• Exercise instructions:
Count the lines in the rows below that contain the string "plant", matching case exactly. Reply with the number alone.

(Dataset rows)
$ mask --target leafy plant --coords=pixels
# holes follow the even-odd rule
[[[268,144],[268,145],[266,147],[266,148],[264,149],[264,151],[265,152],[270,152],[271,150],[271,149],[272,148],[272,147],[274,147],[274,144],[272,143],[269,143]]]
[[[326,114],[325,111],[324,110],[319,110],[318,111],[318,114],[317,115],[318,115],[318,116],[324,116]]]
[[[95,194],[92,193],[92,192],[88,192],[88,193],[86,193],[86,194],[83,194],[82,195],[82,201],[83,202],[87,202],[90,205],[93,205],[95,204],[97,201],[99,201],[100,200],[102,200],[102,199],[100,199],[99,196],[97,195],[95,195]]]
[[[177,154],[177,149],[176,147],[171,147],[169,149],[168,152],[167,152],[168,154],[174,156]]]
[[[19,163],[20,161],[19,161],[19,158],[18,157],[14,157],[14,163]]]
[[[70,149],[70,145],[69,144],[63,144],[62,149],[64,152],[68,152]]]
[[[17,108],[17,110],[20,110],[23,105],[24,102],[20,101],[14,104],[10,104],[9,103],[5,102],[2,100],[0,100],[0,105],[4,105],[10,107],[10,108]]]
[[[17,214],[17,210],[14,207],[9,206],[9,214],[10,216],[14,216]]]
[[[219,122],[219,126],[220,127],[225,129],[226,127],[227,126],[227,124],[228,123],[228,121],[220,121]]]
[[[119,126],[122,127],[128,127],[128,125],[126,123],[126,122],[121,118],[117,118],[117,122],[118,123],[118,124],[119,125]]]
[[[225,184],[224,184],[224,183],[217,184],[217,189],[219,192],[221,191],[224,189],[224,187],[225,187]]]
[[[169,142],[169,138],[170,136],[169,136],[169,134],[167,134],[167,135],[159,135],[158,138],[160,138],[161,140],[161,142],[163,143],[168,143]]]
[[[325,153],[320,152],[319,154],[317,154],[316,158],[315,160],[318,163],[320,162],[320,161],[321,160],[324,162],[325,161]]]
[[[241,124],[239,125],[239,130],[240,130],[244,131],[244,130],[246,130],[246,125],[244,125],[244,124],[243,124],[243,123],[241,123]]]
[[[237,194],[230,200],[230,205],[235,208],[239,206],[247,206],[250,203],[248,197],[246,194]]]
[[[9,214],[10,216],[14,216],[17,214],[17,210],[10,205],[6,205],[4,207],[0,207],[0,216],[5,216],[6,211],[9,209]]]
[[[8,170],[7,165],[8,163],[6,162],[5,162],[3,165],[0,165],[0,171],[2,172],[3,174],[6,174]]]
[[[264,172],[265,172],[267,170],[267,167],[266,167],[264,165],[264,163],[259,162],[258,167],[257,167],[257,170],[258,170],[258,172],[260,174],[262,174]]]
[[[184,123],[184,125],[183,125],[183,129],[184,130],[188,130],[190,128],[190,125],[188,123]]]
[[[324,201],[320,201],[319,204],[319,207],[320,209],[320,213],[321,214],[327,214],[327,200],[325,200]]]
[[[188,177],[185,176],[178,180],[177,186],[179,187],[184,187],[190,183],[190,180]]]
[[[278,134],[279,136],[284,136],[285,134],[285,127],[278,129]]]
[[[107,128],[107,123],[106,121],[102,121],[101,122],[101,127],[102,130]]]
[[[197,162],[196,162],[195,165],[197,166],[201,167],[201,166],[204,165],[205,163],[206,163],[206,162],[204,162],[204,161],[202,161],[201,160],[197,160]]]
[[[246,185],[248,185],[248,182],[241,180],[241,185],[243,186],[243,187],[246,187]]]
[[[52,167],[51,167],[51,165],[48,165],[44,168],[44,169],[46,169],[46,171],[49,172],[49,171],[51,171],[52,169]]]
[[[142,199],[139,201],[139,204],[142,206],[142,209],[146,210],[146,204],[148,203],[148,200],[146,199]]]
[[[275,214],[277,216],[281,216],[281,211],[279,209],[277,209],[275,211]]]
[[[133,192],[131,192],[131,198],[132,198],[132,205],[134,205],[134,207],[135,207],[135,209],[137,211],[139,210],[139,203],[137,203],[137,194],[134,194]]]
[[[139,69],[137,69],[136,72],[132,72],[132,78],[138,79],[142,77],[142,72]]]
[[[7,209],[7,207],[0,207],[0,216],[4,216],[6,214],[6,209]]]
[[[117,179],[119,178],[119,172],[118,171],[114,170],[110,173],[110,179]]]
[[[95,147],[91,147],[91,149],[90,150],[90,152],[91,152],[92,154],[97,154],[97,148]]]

• The response:
1